→ **Work instruction 1**: In the text on cervical post-surgery syndrome, which surgical interventions are named as the most common?
→ **Work instruction 2**: Using the text on cervical post-surgery syndrome, decide whether each statement agrees with it. Answer yes or no for each and quote the deciding words. (a) Cervical post-surgery syndrome happens only after certain kinds of surgery. (b) Many studies exist on interventional therapies for patients with post-surgery syndrome. (c) Persistent pain after cervical surgery is a common problem.
→ **Work instruction 3**: List every approach that the core tip of the text on cervical post-surgery syndrome names in parentheses.

→ **Text**:
* * * * * * * * *

Key Words: Post-surgery syndrome; Neck pain; Cervical epidural injections; Cervical interlaminar injections; Cervical transforaminal injections; Cervical facet joint pain; Cervical radiofrequency neurotomy; Facet joint nerve block; Epidural steroids; Local anesthetics

Core tip: This review investigates the evidence for interventional pain therapy treatments for patients with cervical post-surgery syndrome. Persistent pain after cervical surgery is a common problem. Interventional therapies are specific therapy options which are well investigated for patients with neck pain and radicular symptoms. Unfortunately, only single studies for patients with post-surgery syndrome exist. These studies, the different approaches (radiofrequency, facet joint nerve blocks, transforaminal and interlaminar epidural injections), and pain sources for patients after cervical surgery are discussed.



INTRODUCTION

The indications for cervical spine surgery for degenerative findings are relatively well described as radiculopathy or myelopathy with compression of the nerve roots or spinal cord, or instability[1,2]. The most common surgical interventions are intersomatic decompressions and fusion with a cage with or without additional anterior instrumentation[2-7]. However, some patients who undergo spinal surgery continue to suffer pain. Persistent pain after cervical surgery is called cervical post-surgery syndrome (CPSS), and can incur increased costs to the healthcare system[8]. CPSS occurs irrespective of the type of surgery and despite the best endeavors of the surgeon[9]. CPSS is a cluster of clinical findings. The result fails to achieve the expected outcome of the surgery by both the patient and the surgeon[8].

* * * * * * * * *

→ **Material shown**:
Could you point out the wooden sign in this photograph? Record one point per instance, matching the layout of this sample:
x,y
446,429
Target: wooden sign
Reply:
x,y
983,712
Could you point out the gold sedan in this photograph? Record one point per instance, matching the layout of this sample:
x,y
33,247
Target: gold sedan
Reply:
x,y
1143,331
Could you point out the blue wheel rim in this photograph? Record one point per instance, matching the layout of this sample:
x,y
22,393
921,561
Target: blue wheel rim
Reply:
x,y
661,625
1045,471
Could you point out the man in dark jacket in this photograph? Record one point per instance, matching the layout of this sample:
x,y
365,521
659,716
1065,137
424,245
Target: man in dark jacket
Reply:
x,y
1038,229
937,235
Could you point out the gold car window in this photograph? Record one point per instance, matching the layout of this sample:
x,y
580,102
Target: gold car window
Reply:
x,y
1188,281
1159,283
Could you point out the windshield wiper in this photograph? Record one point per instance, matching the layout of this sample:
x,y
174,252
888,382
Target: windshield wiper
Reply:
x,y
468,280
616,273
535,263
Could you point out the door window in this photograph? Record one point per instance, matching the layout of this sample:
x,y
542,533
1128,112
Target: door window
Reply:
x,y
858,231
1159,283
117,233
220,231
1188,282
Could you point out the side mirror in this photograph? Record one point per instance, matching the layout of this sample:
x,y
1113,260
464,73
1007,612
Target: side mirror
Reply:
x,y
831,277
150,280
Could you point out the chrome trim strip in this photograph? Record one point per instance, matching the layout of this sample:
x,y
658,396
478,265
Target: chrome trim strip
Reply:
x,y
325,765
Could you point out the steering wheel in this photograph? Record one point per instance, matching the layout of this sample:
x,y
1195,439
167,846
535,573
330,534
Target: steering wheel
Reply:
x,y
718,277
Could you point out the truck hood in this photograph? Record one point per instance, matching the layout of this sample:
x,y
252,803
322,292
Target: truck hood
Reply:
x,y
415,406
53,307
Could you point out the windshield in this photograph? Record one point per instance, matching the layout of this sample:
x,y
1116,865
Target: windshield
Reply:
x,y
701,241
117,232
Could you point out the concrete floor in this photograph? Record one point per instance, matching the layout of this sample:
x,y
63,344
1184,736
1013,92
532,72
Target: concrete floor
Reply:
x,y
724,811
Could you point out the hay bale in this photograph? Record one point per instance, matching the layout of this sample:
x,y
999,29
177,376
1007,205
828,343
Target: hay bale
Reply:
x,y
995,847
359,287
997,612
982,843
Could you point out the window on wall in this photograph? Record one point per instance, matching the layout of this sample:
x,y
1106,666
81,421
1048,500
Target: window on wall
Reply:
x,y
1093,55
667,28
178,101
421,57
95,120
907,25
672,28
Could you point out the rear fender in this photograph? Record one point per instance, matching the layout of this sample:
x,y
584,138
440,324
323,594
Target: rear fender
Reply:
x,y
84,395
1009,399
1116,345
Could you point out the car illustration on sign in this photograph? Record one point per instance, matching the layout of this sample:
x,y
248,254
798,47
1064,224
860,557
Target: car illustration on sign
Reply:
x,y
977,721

* * * * * * * * *

→ **Task response 1**: Intersomatic decompressions and fusion with a cage, with or without additional anterior instrumentation.

→ **Task response 2**:
(a) No: "CPSS occurs irrespective of the type of surgery"
(b) No: "only single studies for patients with post-surgery syndrome exist"
(c) Yes: "Persistent pain after cervical surgery is a common problem."

→ **Task response 3**:
Radiofrequency
Facet joint nerve blocks
Transforaminal epidural injections
Interlaminar epidural injections